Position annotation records
^^^^^^^^

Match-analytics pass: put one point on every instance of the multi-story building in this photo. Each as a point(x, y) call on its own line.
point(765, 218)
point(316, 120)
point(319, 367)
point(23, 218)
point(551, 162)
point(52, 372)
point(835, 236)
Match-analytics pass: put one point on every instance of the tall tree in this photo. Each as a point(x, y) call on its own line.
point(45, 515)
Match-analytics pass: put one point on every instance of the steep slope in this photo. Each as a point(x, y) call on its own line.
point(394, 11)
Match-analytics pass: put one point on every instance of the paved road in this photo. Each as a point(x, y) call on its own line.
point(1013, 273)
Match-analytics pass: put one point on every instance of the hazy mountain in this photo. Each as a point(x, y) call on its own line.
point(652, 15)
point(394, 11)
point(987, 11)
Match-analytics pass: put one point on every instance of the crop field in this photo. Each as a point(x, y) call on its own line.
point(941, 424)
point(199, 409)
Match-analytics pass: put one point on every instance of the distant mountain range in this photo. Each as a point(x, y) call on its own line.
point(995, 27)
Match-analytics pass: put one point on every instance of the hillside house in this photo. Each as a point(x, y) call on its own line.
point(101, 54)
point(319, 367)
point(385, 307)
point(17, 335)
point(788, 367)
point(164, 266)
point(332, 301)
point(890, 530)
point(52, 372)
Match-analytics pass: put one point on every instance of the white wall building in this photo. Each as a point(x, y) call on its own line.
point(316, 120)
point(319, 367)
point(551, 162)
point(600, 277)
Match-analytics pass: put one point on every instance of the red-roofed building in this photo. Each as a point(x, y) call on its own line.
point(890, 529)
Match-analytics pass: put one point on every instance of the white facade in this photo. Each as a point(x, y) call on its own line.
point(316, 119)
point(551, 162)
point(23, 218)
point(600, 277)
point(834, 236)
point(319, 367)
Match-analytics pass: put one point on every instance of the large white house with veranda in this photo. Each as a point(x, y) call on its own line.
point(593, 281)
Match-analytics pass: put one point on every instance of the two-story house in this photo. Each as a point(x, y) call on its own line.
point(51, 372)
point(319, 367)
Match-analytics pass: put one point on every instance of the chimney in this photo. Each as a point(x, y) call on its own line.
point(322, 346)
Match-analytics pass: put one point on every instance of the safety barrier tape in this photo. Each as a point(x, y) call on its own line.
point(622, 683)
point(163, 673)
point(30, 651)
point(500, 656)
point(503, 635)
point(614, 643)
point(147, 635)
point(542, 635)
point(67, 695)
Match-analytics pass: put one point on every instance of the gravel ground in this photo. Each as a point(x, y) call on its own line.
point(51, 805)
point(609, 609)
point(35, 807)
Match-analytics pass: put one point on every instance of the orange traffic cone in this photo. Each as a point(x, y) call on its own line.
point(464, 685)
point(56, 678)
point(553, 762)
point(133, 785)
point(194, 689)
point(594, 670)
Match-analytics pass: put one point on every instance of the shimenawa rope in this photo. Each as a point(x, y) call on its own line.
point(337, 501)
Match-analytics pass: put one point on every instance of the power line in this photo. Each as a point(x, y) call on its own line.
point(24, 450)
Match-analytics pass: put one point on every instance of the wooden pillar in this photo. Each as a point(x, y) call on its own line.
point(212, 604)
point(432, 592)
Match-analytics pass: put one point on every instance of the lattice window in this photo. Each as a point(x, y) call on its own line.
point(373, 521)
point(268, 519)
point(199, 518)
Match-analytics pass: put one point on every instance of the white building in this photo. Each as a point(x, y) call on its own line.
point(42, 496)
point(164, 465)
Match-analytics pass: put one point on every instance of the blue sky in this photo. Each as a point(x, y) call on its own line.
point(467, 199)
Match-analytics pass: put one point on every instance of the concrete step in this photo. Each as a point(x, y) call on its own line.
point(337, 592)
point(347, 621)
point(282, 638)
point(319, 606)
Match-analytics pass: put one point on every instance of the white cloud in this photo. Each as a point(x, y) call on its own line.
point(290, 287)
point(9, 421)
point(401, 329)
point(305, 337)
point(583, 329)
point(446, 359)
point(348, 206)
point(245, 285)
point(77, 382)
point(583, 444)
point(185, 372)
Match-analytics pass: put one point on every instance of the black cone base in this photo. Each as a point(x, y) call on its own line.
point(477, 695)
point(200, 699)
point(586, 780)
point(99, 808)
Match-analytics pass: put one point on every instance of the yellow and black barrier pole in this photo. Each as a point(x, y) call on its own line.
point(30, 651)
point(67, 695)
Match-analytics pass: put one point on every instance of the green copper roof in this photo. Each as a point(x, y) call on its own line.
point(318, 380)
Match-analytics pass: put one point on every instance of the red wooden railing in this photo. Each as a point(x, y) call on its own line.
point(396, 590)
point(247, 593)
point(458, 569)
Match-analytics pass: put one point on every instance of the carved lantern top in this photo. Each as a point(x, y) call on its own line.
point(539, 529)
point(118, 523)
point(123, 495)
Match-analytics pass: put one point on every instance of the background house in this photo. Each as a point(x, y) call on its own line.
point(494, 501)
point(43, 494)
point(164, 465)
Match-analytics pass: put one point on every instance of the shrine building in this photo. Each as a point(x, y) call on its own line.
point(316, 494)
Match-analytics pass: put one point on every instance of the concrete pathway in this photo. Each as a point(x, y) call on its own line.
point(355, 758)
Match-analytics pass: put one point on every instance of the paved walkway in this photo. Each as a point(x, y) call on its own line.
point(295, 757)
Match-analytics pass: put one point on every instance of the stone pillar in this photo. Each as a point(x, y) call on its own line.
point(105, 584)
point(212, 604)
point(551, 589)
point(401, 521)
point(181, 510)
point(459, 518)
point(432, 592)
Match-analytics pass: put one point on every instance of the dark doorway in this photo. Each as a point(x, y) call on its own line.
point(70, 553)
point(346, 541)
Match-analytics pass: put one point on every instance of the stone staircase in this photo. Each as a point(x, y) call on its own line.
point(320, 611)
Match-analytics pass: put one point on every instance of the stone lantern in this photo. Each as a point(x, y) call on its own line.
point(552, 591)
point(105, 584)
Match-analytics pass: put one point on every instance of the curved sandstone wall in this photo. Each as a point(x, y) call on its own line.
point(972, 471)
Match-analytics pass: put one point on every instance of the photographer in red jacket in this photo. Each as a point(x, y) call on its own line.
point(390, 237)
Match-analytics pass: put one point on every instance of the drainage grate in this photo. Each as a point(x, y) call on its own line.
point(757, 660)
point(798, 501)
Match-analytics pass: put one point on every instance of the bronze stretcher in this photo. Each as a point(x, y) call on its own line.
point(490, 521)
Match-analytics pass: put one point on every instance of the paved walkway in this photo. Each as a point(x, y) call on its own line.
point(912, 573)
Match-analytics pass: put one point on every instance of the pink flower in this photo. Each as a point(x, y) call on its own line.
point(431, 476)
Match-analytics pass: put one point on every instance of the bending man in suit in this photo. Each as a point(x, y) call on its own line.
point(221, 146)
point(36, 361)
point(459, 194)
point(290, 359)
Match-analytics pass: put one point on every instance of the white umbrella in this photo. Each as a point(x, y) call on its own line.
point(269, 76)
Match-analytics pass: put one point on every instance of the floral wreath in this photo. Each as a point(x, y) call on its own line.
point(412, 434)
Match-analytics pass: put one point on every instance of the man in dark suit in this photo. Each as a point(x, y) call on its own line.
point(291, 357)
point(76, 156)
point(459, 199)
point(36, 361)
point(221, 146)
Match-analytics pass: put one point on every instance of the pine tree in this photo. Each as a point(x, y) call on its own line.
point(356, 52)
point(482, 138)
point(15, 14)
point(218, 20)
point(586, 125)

^^^^^^^^

Could you reproduce, character for character, the lines starting at the one containing "of the orange" and ending at the one containing "point(99, 808)", with both of those lines included?

Completed task
Match-analytics pass: put one point on every instance of the orange traffic cone in this photo. Each as a point(x, y) call on its own line.
point(464, 685)
point(56, 678)
point(553, 762)
point(133, 785)
point(194, 689)
point(594, 670)
Match-analytics pass: put one point on every instance of the shimenawa rope in this photo. Each as a point(x, y) call on its own line.
point(337, 501)
Match-analytics pass: put one point on every instance of the power line in this photo. Each as a point(x, y) call on its own line.
point(24, 450)
Match-analytics pass: put one point on every instance of the wooden pillar in this photo. Each as a point(x, y) call on its own line.
point(212, 604)
point(432, 592)
Match-analytics pass: put one point on every instance of the lattice window in this photo. Each as a point(x, y) call on its own line.
point(373, 521)
point(268, 519)
point(199, 518)
Match-analytics pass: put one point on every instance of the white building in this photo. Each as a point(x, y) call on its own line.
point(42, 496)
point(164, 465)
Match-analytics pass: put one point on every instance of the blue sky in this photo. Each as a point(x, y) call on its own line.
point(467, 199)
Match-analytics pass: put one point on every instance of the concrete step in this photo. Each as a point(x, y) call on its own line.
point(337, 592)
point(347, 621)
point(282, 638)
point(319, 606)
Match-analytics pass: put one point on every instance of the white cloud in this photo. Each as a point(x, y) call on its own line.
point(290, 287)
point(9, 421)
point(401, 329)
point(305, 337)
point(583, 329)
point(446, 359)
point(348, 206)
point(245, 285)
point(77, 382)
point(583, 444)
point(185, 372)
Match-analytics pass: put one point on every instance of the black cone base in this photo. Each as a point(x, y) call on its own line.
point(477, 695)
point(200, 699)
point(586, 780)
point(99, 808)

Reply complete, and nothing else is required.